→ **Task details**
As the answer, give a copy of each line below that includes the word "query".

—————

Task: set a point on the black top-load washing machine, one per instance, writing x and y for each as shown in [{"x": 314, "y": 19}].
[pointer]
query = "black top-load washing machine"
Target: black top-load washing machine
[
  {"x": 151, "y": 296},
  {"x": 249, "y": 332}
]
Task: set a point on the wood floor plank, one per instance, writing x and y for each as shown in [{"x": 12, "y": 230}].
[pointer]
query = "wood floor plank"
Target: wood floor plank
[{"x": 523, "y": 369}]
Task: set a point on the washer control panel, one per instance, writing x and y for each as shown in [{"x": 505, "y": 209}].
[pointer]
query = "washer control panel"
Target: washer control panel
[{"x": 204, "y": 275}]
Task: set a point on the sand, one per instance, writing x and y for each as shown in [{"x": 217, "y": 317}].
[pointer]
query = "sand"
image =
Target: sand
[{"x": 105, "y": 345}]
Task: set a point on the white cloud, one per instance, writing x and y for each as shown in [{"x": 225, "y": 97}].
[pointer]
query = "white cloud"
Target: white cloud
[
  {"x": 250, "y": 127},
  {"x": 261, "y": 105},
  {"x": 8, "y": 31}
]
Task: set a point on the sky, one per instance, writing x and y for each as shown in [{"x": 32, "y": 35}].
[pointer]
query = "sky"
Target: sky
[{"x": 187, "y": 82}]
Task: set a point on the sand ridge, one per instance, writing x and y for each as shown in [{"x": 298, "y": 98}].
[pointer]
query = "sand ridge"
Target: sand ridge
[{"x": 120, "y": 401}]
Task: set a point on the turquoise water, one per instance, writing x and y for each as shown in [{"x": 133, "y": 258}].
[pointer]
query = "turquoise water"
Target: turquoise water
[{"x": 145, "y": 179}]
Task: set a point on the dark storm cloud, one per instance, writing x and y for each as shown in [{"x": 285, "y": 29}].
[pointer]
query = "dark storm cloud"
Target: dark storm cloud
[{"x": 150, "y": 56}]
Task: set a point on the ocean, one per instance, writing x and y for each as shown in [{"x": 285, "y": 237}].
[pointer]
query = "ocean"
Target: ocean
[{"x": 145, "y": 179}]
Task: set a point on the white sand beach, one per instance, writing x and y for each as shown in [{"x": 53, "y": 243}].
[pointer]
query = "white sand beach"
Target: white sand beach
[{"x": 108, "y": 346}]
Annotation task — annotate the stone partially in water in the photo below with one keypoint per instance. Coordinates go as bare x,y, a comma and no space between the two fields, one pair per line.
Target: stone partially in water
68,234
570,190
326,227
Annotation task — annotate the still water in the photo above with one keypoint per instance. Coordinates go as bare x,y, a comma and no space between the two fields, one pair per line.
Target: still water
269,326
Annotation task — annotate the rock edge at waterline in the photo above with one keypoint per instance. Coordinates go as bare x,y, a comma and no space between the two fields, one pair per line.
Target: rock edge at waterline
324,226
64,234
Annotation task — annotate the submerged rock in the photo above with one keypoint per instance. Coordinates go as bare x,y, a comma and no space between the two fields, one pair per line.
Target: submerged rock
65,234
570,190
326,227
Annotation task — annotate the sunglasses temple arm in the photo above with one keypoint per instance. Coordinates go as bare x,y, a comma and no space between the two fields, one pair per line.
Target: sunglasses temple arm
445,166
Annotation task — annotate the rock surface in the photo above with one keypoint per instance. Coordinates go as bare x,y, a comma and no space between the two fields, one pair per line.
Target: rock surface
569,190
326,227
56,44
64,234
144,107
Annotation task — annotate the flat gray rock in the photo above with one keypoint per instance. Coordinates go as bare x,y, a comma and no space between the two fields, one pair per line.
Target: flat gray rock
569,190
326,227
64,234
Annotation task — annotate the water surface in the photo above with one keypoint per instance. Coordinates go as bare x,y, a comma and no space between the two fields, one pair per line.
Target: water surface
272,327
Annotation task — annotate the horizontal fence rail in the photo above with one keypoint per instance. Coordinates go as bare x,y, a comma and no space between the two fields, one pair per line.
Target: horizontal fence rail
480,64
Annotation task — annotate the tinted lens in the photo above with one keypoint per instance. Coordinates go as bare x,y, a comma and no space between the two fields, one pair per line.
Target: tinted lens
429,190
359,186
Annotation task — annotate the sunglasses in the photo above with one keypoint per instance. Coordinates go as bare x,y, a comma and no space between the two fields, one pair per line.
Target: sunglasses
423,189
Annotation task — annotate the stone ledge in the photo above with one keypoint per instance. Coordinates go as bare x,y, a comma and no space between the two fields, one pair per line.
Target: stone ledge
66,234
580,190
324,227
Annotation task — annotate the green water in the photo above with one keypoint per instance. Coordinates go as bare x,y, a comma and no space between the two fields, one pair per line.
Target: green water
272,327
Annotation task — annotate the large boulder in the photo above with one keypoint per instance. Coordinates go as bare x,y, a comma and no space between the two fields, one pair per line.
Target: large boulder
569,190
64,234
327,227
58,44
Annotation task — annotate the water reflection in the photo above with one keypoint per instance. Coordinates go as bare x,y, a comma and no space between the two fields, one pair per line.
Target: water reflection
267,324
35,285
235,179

—————

→ **The answer**
query = "black top-load washing machine"
query = "wood floor plank"
query = "washer control panel"
query = "sand"
query = "white cloud"
query = "sky"
query = "sand ridge"
query = "turquoise water"
query = "dark storm cloud"
query = "ocean"
query = "white sand beach"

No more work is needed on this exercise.